→ Exercise instructions: Turn the records below, from the line with "spatula. Do not add anything beyond the points." up to and including the last line, into a Markdown table with two columns, Row and Text. Give each line its own numbered row and leave out blank lines.

→ Data shown:
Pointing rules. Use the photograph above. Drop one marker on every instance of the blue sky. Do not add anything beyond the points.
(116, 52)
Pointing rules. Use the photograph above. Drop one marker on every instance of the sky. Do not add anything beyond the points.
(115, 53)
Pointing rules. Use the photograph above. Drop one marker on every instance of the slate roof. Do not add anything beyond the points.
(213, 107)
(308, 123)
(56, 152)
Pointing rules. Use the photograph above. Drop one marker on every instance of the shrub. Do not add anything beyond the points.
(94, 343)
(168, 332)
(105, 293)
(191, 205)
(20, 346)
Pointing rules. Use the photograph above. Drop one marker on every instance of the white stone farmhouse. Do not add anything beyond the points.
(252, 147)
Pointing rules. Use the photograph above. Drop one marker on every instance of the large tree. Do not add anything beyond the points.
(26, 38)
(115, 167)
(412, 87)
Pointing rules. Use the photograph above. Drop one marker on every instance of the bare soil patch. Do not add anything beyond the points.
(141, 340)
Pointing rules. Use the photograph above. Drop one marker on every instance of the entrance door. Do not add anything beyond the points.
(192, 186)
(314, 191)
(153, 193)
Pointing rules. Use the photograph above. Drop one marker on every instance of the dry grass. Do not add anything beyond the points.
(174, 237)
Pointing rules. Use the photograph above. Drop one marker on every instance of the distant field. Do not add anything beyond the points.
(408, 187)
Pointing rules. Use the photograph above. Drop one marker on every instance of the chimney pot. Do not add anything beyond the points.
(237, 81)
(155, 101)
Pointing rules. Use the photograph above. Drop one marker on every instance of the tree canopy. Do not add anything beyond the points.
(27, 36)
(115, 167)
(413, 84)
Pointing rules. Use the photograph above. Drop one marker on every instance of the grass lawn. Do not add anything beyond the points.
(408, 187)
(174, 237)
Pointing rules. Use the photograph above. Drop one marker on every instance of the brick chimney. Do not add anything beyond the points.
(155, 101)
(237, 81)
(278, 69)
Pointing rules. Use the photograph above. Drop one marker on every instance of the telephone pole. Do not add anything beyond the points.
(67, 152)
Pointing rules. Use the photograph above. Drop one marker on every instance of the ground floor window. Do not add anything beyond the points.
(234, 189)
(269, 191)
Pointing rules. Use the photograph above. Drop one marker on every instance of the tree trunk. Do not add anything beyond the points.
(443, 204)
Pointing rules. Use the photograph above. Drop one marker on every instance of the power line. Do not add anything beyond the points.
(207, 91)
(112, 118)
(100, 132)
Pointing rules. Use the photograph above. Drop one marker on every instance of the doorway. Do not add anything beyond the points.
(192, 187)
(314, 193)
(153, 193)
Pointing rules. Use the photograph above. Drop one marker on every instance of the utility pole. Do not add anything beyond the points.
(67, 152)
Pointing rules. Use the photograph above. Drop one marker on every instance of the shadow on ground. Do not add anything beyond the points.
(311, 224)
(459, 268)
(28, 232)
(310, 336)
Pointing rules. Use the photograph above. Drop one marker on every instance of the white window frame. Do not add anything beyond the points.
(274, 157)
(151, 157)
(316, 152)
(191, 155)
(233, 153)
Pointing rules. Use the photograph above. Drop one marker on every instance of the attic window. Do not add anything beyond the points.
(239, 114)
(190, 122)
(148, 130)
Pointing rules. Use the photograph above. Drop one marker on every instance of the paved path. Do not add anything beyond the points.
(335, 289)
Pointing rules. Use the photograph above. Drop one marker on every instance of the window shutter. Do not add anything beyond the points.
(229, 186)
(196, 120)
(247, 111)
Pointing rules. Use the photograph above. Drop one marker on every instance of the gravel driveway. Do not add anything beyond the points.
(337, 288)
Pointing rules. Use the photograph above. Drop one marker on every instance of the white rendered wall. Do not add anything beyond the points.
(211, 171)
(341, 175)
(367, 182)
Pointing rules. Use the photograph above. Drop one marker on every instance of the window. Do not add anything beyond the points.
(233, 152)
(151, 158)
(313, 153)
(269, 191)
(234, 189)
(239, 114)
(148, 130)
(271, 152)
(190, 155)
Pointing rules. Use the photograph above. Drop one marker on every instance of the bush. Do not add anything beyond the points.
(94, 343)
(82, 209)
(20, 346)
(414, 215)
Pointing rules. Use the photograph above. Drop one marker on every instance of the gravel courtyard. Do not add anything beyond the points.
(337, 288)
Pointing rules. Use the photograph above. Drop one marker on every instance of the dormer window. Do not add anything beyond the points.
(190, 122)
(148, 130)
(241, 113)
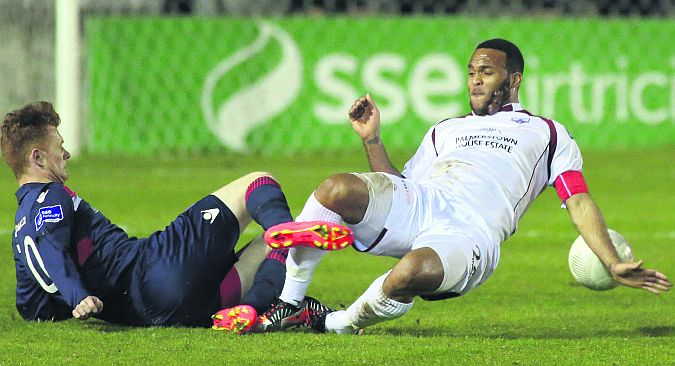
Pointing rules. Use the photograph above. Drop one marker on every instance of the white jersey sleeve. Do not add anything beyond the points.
(419, 164)
(567, 155)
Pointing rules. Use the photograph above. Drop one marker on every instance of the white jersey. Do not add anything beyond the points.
(494, 166)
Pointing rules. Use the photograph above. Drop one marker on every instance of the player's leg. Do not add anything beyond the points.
(250, 286)
(256, 196)
(340, 197)
(424, 270)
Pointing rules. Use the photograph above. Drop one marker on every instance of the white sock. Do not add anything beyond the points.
(371, 308)
(302, 262)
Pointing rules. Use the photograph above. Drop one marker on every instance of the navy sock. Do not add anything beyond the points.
(268, 281)
(266, 203)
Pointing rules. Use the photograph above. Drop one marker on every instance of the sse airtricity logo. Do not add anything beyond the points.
(232, 119)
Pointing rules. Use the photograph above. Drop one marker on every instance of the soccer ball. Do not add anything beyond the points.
(587, 268)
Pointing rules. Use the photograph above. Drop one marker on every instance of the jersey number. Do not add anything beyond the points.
(28, 243)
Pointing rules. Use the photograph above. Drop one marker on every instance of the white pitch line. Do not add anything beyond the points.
(628, 234)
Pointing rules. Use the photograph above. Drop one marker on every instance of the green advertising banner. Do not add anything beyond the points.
(284, 85)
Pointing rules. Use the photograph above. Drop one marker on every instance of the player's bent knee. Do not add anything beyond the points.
(343, 193)
(418, 272)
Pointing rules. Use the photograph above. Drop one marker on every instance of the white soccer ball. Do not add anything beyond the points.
(587, 268)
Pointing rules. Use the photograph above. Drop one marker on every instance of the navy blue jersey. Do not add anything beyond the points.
(66, 250)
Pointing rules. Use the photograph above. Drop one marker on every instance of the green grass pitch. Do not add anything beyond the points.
(530, 312)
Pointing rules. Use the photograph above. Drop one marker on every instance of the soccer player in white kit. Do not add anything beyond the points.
(455, 201)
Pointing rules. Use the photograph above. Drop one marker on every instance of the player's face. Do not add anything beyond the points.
(488, 81)
(55, 156)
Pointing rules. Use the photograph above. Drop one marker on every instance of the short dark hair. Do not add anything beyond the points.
(514, 59)
(24, 129)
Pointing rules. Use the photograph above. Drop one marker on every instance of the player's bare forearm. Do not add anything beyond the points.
(365, 118)
(591, 225)
(377, 156)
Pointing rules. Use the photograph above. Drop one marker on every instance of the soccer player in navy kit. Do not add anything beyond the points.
(71, 261)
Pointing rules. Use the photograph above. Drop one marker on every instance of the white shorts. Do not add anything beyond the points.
(403, 215)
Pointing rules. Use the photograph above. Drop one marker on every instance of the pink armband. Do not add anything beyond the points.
(570, 183)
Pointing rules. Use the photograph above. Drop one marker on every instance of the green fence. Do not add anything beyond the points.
(284, 85)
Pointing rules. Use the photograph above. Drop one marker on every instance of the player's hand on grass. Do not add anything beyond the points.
(632, 274)
(87, 307)
(365, 118)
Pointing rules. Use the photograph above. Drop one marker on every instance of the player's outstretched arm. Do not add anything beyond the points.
(365, 119)
(590, 223)
(89, 306)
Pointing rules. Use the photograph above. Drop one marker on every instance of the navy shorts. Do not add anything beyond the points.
(177, 278)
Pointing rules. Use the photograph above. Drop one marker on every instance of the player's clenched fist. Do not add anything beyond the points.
(365, 118)
(88, 306)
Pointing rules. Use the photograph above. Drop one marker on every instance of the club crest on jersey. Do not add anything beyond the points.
(19, 226)
(210, 215)
(48, 214)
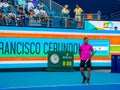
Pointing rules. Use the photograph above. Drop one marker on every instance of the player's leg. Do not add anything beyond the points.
(82, 65)
(88, 70)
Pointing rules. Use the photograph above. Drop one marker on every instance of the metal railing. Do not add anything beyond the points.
(115, 14)
(52, 5)
(56, 21)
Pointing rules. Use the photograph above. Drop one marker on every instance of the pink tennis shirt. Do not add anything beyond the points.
(85, 50)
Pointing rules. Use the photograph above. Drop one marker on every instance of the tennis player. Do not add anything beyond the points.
(86, 52)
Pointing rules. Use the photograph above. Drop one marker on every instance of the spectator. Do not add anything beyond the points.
(20, 17)
(35, 3)
(30, 6)
(5, 4)
(1, 4)
(22, 3)
(12, 16)
(78, 11)
(31, 13)
(43, 14)
(36, 12)
(65, 10)
(41, 4)
(3, 17)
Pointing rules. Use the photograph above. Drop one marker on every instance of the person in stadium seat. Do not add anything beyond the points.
(78, 11)
(36, 11)
(29, 6)
(12, 16)
(3, 17)
(22, 4)
(43, 14)
(35, 3)
(6, 4)
(1, 4)
(65, 10)
(41, 4)
(20, 16)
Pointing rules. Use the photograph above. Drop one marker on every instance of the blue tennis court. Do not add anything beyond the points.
(58, 81)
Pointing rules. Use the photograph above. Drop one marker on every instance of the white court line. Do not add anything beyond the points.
(60, 33)
(51, 86)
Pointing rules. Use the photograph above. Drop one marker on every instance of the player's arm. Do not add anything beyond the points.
(92, 52)
(80, 51)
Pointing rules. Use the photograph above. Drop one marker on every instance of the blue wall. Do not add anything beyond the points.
(92, 6)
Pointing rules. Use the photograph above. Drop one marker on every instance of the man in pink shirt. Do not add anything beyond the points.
(86, 51)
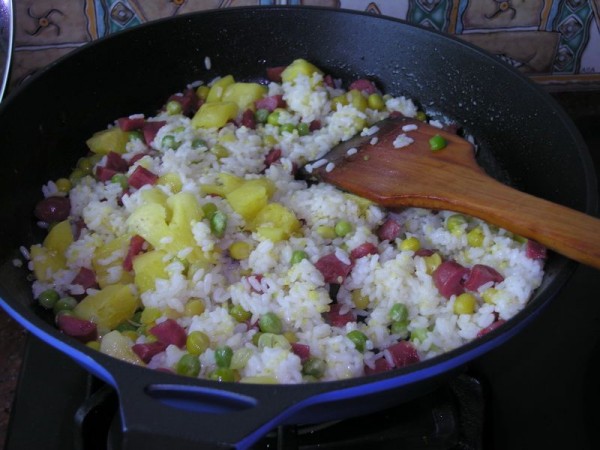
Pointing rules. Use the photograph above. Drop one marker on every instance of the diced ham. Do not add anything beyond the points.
(381, 365)
(363, 85)
(274, 73)
(363, 250)
(328, 80)
(334, 317)
(86, 278)
(189, 101)
(270, 103)
(136, 245)
(116, 162)
(448, 278)
(169, 332)
(247, 120)
(481, 274)
(491, 327)
(148, 350)
(403, 353)
(150, 129)
(131, 124)
(104, 173)
(315, 125)
(141, 177)
(535, 250)
(332, 269)
(301, 350)
(389, 230)
(53, 209)
(272, 157)
(82, 330)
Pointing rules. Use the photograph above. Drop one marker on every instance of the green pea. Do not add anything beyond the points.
(419, 334)
(297, 256)
(64, 304)
(398, 312)
(475, 237)
(173, 107)
(209, 209)
(223, 374)
(223, 356)
(218, 224)
(239, 313)
(48, 298)
(188, 365)
(197, 143)
(273, 340)
(197, 342)
(136, 134)
(303, 129)
(273, 118)
(287, 128)
(437, 143)
(342, 228)
(359, 339)
(456, 224)
(169, 142)
(314, 367)
(261, 115)
(400, 328)
(120, 178)
(270, 323)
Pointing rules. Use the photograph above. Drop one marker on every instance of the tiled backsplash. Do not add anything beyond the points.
(557, 42)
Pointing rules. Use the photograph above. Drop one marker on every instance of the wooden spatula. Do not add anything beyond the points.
(414, 175)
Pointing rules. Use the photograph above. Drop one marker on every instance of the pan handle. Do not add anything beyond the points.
(157, 416)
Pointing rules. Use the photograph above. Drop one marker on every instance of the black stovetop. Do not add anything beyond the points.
(539, 390)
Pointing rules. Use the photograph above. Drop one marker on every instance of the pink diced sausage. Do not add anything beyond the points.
(82, 330)
(389, 230)
(363, 250)
(169, 332)
(336, 319)
(448, 278)
(141, 177)
(403, 353)
(332, 269)
(481, 274)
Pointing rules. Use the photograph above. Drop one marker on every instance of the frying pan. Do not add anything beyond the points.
(524, 139)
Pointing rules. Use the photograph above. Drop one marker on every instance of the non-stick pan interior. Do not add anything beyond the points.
(522, 135)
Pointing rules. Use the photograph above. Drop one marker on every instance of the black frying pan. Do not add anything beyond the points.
(524, 138)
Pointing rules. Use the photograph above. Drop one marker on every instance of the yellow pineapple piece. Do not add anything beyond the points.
(109, 306)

→ Answer below:
| Row | Text |
|---|---|
| 1 | Pointing rules. Use the photograph above. Drop one marker on every instance of the wooden spatula. Do not add anything beyond the points. |
| 2 | (414, 175) |
| 3 | Pointing rules. Use the photograph above. Drop one marker on every instance of the pan handle. Do not add anything beyond the points. |
| 4 | (157, 416) |
| 5 | Pointing rules. Use the photograph above. Drop one marker on every instance of the black stovetop. Do not add anything beyond the points. |
| 6 | (539, 390) |
| 7 | Pointing rules. Use the photograph above. Drop one marker on every instance of the pink diced sausage. Do not add anything beyond the points. |
| 8 | (82, 330) |
| 9 | (389, 230) |
| 10 | (363, 250) |
| 11 | (169, 332) |
| 12 | (336, 319) |
| 13 | (448, 278) |
| 14 | (141, 177) |
| 15 | (403, 353) |
| 16 | (332, 269) |
| 17 | (481, 274) |
| 18 | Pointing rules. Use the photograph above. Drop one marker on every instance of the frying pan. Do not add anything beyond the points. |
| 19 | (524, 139) |
| 20 | Pointing rules. Use the photograph above. Drop one marker on every instance of the non-stick pan interior. Do not add anything beyond the points. |
| 21 | (522, 135) |
| 22 | Pointing rules. Use the photograph above. Drop one marker on every instance of the black frying pan. Do not add anything beyond the points. |
| 23 | (524, 138) |
| 24 | Pointing rules. Use the photograph above. Drop one marker on every instance of the yellow pineapple piece. Do not add anything beyond the points. |
| 25 | (109, 306) |